→ Work to complete:
1. Revise the comment about the movie from "Yea, but then" to "confirmatory moment for her.", inclusive, replacing "English" with "French".
2. Extend the comment about the movie past its final sentence.

→ Excerpt to read:
= = = =

Yea, but then it's the movies job to tell me this, like it wisely did when it explained how she understands our langue. 

I mean, there's no suggestion anywhere that she forgot how to speak English. She did grow up on Earth and only spent 6 years with the Kree. Screwing with her memories ain't going to make her forget English. The only thing the Kree needed to do was make sure they implanted fluency in Kree on her brain. I would have preferred it if she realised at some point that her universal translator was busted from her Blockbuster fall the whole time, and that she was reading, speaking and hearing natively. Indeed that could have been a very good holy shit! confirmatory moment for her.

Her jacking the phone to make a galactic communicator shows that she's a tech wizard and not just a soldier.

As for the rest of it. I think the one thing that did stump her, which worked comedically for me and was appropriate, was the keyboard. She left Earth just around the time when typing competency was becoming a necessary skill for everyone, so her not being competent with typing on a Qwerty keyboard is a reasonable thing. And the internet cafe cafe scene correctly showed her struggling with the lowest tech part of a computer. I thought her ability to interact with any tech was fine without having to explain it given the trope that people who have no memory of their past can still instinctively do stuff they didn't know they could do (Alita, Bourne).

= = = =

→ Data for review:
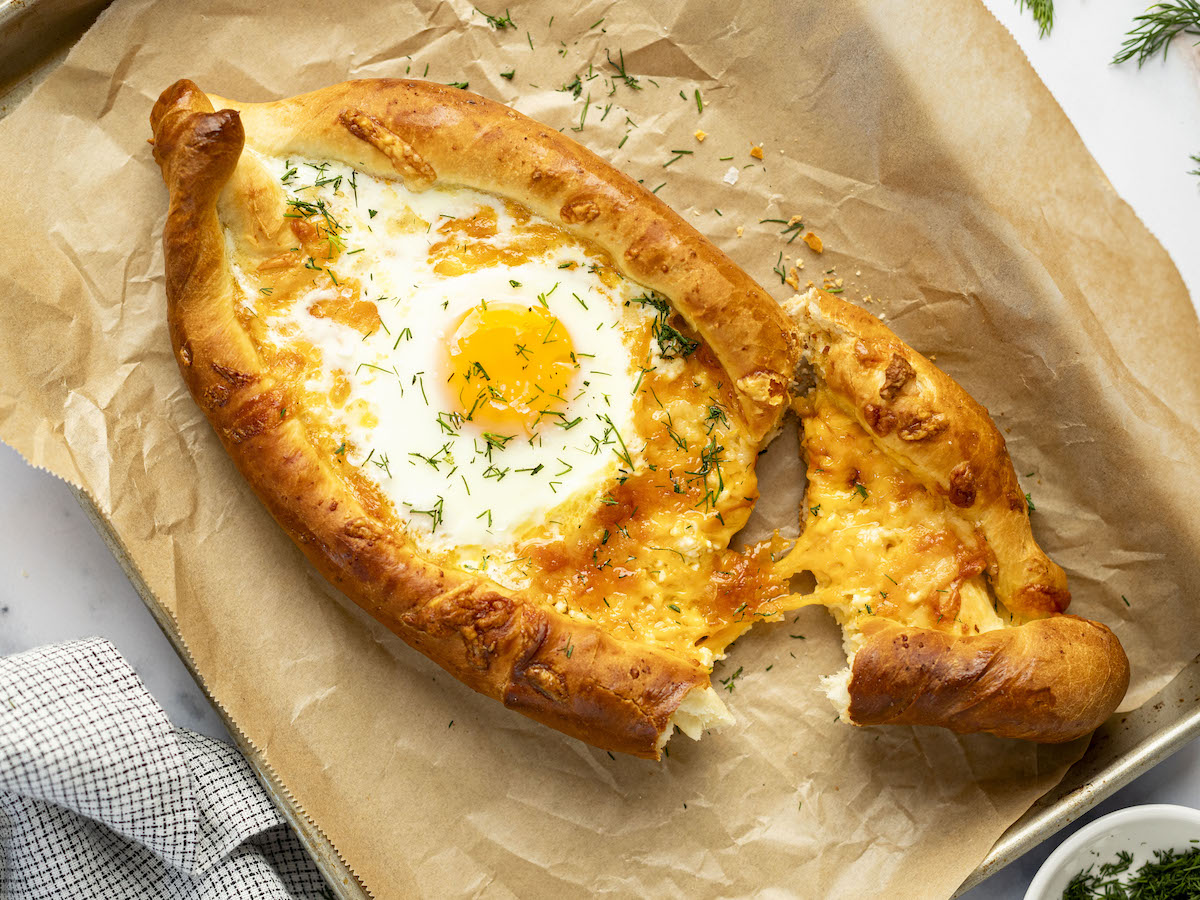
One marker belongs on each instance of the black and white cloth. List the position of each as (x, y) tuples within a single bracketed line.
[(101, 797)]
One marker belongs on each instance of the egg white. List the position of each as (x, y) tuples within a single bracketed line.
[(455, 495)]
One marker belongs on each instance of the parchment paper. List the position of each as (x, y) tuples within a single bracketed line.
[(948, 187)]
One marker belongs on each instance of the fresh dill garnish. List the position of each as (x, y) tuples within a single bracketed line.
[(621, 70), (433, 513), (780, 270), (574, 88), (1155, 29), (1170, 875), (727, 683), (709, 465), (623, 454), (671, 342)]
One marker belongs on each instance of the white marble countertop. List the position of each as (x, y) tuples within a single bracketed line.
[(58, 580)]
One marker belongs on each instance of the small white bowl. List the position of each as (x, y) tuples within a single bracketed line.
[(1138, 829)]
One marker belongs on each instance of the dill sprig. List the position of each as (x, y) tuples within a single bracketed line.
[(671, 341), (1155, 29), (630, 81), (498, 22), (1043, 13)]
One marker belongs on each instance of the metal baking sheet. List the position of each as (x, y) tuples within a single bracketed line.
[(35, 35)]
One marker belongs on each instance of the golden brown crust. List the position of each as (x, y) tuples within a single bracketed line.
[(1048, 677), (421, 131), (570, 676), (1051, 679)]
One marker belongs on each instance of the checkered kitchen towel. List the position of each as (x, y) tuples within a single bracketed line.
[(100, 797)]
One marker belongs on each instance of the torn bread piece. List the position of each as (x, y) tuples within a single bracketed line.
[(919, 541)]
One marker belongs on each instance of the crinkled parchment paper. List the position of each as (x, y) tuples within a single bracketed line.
[(947, 186)]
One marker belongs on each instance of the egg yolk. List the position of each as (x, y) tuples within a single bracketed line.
[(509, 366)]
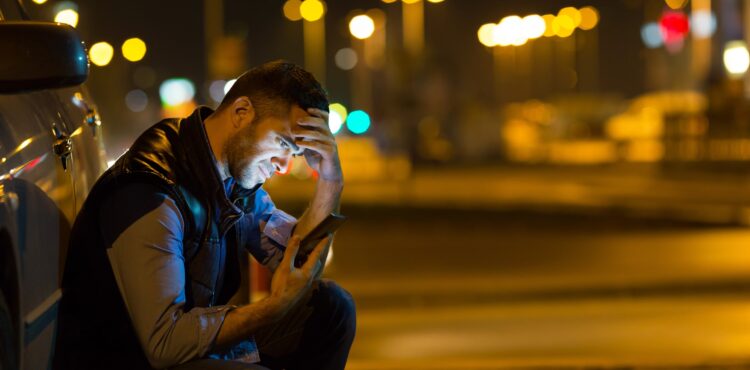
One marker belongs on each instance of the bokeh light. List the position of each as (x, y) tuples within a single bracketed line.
[(340, 109), (136, 100), (358, 122), (176, 91), (563, 26), (346, 59), (703, 23), (485, 34), (335, 122), (533, 26), (228, 85), (736, 58), (67, 16), (589, 18), (509, 32), (312, 10), (674, 26), (573, 14), (292, 10), (676, 4), (361, 26), (549, 19), (133, 49), (101, 53), (216, 90), (651, 35)]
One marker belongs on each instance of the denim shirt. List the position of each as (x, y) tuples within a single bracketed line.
[(149, 267)]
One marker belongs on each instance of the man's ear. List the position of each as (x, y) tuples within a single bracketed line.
[(243, 112)]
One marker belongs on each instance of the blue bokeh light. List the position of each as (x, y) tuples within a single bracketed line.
[(358, 122)]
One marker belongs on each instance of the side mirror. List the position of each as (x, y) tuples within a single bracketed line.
[(40, 55)]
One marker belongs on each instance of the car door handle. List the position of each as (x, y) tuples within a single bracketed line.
[(63, 146), (92, 120)]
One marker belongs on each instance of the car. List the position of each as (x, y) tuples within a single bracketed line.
[(51, 153)]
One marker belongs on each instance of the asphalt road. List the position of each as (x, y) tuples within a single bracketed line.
[(446, 289)]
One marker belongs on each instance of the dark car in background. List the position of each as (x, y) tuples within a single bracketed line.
[(51, 153)]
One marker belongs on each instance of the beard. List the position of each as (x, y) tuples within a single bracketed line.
[(240, 152)]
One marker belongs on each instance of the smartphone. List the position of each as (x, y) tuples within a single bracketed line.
[(325, 228)]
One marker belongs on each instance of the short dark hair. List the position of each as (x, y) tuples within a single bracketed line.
[(274, 87)]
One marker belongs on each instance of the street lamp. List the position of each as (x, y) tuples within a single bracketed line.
[(362, 26), (736, 58)]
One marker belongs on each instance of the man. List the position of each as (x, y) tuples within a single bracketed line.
[(153, 256)]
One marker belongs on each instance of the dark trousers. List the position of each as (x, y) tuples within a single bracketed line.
[(315, 334)]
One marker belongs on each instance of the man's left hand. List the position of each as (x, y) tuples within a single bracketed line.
[(321, 152)]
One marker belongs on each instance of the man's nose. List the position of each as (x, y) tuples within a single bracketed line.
[(280, 164)]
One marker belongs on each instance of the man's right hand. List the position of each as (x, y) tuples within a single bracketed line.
[(289, 283)]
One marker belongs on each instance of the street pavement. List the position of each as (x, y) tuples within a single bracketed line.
[(540, 280)]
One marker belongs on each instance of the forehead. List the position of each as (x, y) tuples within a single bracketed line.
[(286, 124)]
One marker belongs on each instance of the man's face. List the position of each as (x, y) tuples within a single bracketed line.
[(262, 148)]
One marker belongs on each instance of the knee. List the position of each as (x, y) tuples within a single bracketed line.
[(339, 304)]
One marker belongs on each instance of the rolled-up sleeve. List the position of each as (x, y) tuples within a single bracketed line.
[(148, 265), (267, 244)]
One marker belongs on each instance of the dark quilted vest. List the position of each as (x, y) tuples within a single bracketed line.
[(94, 329)]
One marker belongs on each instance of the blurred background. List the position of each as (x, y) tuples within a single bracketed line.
[(529, 183)]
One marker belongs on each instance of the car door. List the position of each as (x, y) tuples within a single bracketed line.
[(36, 176)]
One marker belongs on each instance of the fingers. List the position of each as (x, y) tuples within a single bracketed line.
[(317, 119), (292, 247), (324, 149), (313, 135), (318, 113)]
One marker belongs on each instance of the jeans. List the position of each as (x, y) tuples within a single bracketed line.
[(316, 334)]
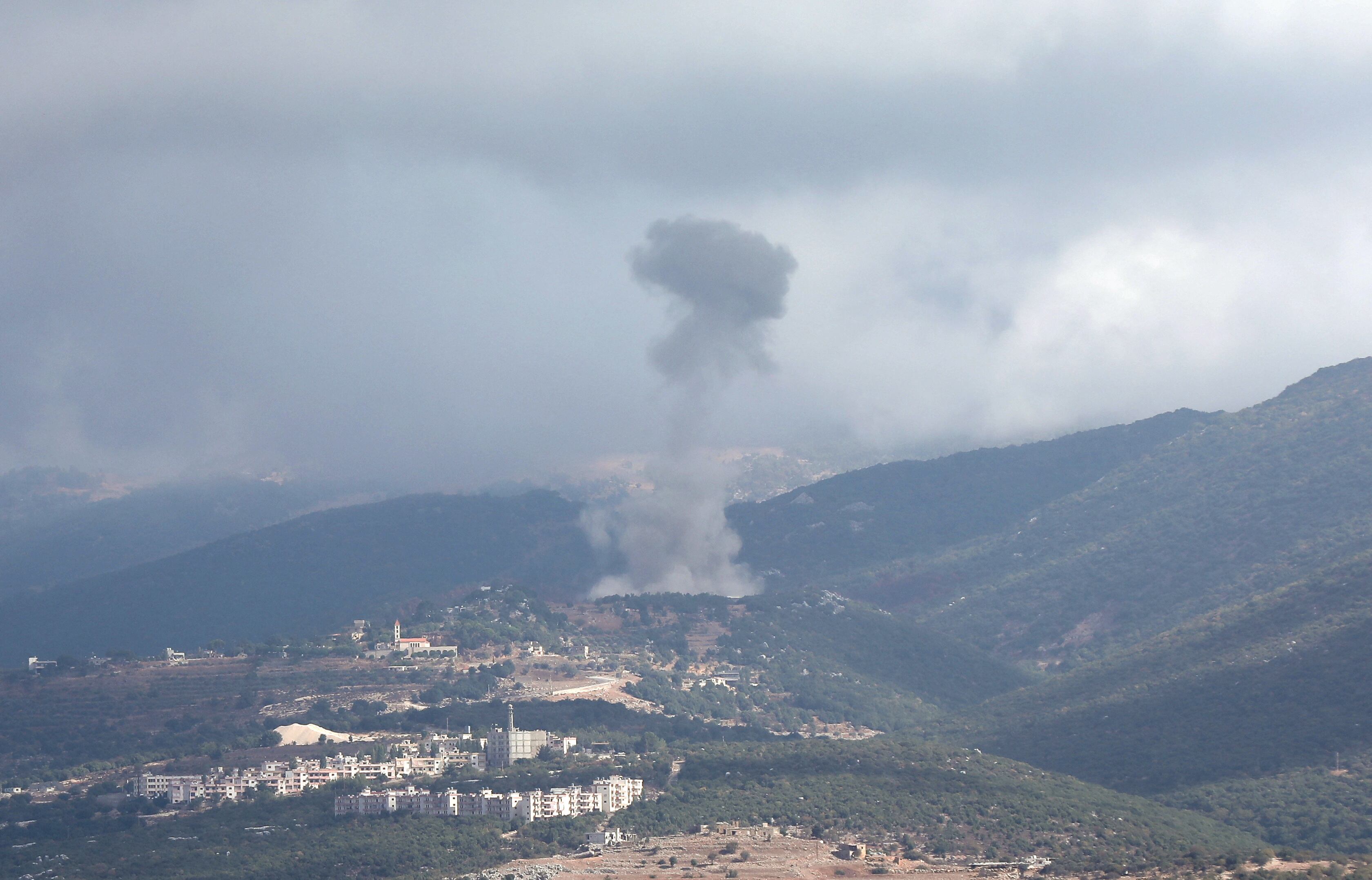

= = = =

→ Task-by-task results:
1.
Yea, but then it's the movies job to tell me this, like it wisely did when it explained how she understands our langue. 

I mean, there's no suggestion anywhere that she forgot how to speak French. She did grow up on Earth and only spent 6 years with the Kree. Screwing with her memories ain't going to make her forget French. The only thing the Kree needed to do was make sure they implanted fluency in Kree on her brain. I would have preferred it if she realised at some point that her universal translator was busted from her Blockbuster fall the whole time, and that she was reading, speaking and hearing natively. Indeed that could have been a very good holy shit! confirmatory moment for her.

2.
4 hours ago, john said:

 Ultimately, I don’t like the idea that great will unlocks unlimited power, that’s more Green Lantern than Captain Marvel.

I don't understand why that's a criticism here.  I would argue it's not even willpower in this case. But in any case, will power is almost always a key component in overcoming any major challenge. And her (will)power didn't unlock anything really, in that there was no intrinsic block on her power. It was an external device blocking her, and she was able to muster enough power to remove the block. So it was an unblocking not an unlocking.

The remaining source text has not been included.